> EXCERPTED TEXT:

11 	Termination.  This Agreement may be terminated:

        		a.	By mutual consent of the parties;

          b.  By any party to this Agreement if the Closing shall 
not have occurred on or before December 31, 1998; provided, however, 
that a party who is then in breach of any of its representations, 
warranties, covenants or agreements under this Agreement in any material 
respect may not exercise such right of termination if it has received 
notice from the non-breaching party that the non-breaching party is 
seeking specific performance of the breaching Party's obligations under 
this Agreement; provided further, however, that no such termination 
shall relieve the breaching party from liability for a breach that 
occurs prior to such termination; 

          c.  By ICB or NB&T if any event occurs which, in the 
reasonable opinion of the Board of Directors of ICB or NB&T, would 
preclude satisfaction of any of the conditions set forth in Section 
10.a. of this Agreement; and

          d.  By Agency if any event occurs which, in the reasonable 
opinion of the Board of Directors of Agency, would preclude satisfaction 
of any of the conditions set forth in Section 10.b. of this Agreement.

> DATA FOR REVIEW:
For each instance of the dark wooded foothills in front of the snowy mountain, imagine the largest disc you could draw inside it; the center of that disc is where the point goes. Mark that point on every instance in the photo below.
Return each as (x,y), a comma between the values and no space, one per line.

* * *

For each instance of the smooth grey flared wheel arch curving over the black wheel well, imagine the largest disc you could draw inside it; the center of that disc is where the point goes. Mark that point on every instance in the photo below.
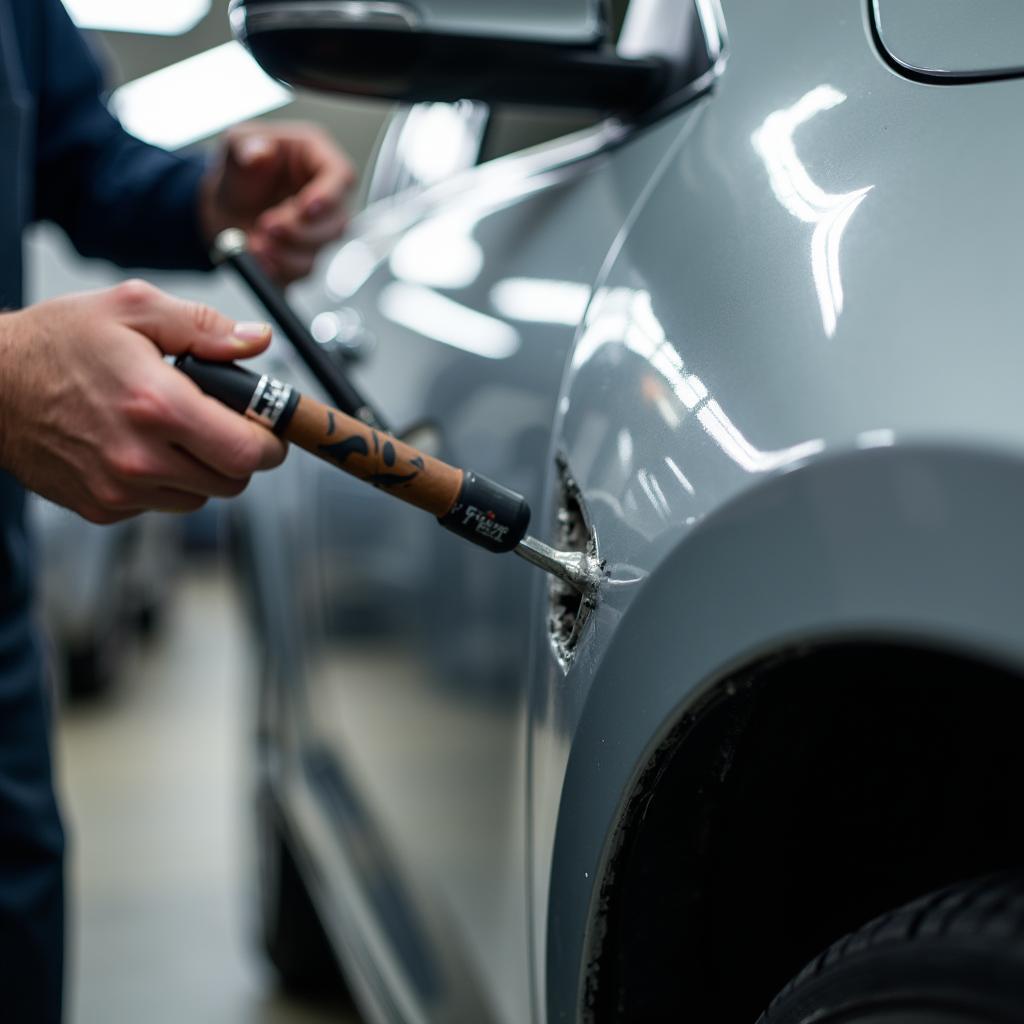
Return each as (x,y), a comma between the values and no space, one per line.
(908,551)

--

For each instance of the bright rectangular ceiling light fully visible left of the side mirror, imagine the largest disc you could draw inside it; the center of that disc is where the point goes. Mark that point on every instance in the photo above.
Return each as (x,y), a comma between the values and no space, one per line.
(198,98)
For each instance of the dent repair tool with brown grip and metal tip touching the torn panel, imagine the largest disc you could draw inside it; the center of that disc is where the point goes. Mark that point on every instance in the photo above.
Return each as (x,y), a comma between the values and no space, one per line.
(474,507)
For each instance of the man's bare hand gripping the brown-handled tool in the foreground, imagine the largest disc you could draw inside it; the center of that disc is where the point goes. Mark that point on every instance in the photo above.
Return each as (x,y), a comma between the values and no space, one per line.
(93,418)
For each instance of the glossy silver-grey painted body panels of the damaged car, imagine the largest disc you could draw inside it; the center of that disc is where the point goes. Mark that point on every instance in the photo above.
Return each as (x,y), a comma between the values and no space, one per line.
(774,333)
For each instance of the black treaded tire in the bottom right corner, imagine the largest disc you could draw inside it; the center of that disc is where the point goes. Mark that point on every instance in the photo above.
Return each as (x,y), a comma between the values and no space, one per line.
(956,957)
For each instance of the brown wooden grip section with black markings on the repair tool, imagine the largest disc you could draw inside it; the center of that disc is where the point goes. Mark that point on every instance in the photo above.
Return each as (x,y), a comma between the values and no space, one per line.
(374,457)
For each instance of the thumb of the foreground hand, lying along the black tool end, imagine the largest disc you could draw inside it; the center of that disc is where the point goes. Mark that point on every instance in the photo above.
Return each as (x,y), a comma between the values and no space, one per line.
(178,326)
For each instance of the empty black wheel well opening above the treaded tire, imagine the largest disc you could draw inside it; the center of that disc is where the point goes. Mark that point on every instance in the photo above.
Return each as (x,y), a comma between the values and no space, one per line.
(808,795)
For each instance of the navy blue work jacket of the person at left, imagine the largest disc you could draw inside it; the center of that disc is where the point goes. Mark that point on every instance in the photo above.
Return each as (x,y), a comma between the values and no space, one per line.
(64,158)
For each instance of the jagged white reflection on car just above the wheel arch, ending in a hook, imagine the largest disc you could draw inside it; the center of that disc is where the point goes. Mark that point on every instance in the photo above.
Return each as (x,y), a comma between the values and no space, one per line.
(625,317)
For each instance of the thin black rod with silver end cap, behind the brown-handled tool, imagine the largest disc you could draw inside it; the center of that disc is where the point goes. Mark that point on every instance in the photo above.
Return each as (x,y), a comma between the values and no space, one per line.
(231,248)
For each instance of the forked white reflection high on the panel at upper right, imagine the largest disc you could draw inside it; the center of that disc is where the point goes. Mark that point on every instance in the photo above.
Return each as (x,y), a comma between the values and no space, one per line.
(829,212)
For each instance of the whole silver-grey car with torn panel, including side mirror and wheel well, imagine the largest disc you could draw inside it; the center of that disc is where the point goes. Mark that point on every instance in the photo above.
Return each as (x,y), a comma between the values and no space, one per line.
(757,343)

> ACTIONS TO TAKE:
a) Under item b of the termination clause, by what date must the Closing have occurred for no party to be able to terminate on that ground?
b) Could you extend the termination clause by writing what comes after its final item, d?
The lines have no connection to the termination clause.

> YOUR WRITTEN ANSWERS:
a) On or before December 31, 1998.

b)
<PAGE>

12.  Notice of Termination.  In order to terminate this Agreement 
pursuant to Section 11 of this Agreement, the party so acting shall give 
written notice of such termination to all other parties.  This Agreement 
shall terminate on the date such notice is given.

          a.  Effect of Termination.  In the event of the 
termination of this Agreement, the provisions of this Agreement shall 
become void and have no effect; provided, however, that (1) the 
provisions set forth in Section 9.i. and Section 9.j. of this Agreement 
shall survive such termination and shall remain in full force and 
effect, and (2) a termination of this Agreement shall not affect the 
liability of any party for an uncured breach of any term or condition of 
this Agreement.

          b.  Amendment.  This Agreement may be amended at any time 
only by an instrument in writing signed on behalf of each of the parties 
hereto.

          c.  Waiver.  Any term or provision of this Agreement may 
be waived in writing at any time by the party which is, or whose 
shareholders are, entitled to the benefits thereof.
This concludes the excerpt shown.